The sucky thing is, I don't have anything good to say. There aren't any positives, really. I mean, sure, they are out of pain, but really I would rather have not had them go through any pain to begin with. You know, if we're making wishes right now.

So, later this morning as I cried on Sam's shoulder, I said, "You know, I think we're supposed to be sad when someone dies. Death isn't natural. I mean--it is, but when God created us, it wasn't part of the plan. Until sin entered the world, we didn't experience pain and death."

I think this is rambling, so I will close this up. I guess my point is this. When we lose someone close to us, we need to give ourselves freedom to mourn. We have to be okay with crying at the weirdest times (like when we're in Starbucks and the song that you danced at your wedding is playing). But, we also have to give others room to mourn and grieve as well. We should never find ourselves saying to someone, "Oh, you're not over that yet?" if they say that they are sad about someone dying.

Grief sucks. But, wallowing in sadness is even suckier, so...I allow myself to cry, I allow myself to remember and wonder, and then I continue on with the present and the joys that are around, because I am surrounded by some pretty great people. :)

Thursday, December 29, 2011

How we save money, part II

Yesterday I thrilled you all with details about how we save money by making our own baby food. I know that you have all been thinking, "When will she post more about saving money?" Especially my child-free friends ;). So, rather than have you all checking your computers incessantly, I am going to take advantage of one sleeping boy and two other boys who are currently entertained by our furry house guest.

= = =

# What you will do:
Retype the stretch of the blog excerpt from "The sucky thing" through "wishes right now." with no changes.

[Photo object pointing records]
= = =

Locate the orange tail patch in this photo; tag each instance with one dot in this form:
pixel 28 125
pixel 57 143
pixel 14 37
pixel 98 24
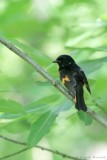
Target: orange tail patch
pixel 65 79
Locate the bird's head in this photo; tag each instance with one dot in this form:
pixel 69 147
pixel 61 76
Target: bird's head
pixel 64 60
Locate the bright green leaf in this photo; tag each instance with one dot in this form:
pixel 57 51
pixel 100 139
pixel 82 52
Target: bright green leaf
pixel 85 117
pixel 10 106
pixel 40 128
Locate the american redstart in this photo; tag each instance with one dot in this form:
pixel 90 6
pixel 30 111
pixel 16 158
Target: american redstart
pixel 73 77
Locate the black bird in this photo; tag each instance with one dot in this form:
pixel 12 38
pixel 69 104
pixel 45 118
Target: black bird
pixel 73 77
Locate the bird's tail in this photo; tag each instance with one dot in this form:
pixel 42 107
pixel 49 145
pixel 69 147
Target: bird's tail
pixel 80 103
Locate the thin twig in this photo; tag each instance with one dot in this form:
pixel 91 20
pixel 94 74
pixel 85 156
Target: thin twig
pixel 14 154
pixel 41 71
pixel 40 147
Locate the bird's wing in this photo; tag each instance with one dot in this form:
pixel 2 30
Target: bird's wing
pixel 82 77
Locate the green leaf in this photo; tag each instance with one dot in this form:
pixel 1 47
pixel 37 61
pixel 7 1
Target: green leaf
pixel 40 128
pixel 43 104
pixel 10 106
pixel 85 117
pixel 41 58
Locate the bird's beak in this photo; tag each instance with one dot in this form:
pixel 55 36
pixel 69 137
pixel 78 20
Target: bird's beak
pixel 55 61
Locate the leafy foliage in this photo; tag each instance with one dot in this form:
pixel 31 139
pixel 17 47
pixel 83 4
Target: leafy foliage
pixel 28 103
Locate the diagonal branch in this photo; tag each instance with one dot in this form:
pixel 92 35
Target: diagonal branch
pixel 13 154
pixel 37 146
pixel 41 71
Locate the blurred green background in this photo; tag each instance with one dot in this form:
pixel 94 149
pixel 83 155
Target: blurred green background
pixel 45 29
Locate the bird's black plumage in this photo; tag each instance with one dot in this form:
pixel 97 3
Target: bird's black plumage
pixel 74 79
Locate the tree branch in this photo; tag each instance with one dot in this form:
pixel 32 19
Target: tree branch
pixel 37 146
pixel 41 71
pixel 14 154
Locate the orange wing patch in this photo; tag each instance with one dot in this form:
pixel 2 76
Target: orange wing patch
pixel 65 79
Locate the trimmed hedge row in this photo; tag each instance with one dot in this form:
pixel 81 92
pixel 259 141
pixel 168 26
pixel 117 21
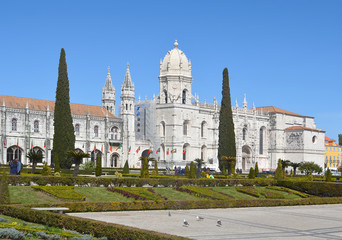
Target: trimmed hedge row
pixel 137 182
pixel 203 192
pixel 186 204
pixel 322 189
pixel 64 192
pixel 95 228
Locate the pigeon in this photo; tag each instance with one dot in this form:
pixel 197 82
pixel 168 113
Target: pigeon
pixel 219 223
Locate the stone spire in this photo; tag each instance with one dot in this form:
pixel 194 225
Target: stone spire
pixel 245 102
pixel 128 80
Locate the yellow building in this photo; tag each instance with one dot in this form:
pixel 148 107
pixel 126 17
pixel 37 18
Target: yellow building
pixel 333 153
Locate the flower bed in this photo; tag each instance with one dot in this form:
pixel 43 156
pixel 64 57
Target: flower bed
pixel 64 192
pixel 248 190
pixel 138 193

= = =

# Solution for this problem:
The sucky thing is, I don't have anything good to say. There aren't any positives, really. I mean, sure, they are out of pain, but really I would rather have not had them go through any pain to begin with. You know, if we're making wishes right now.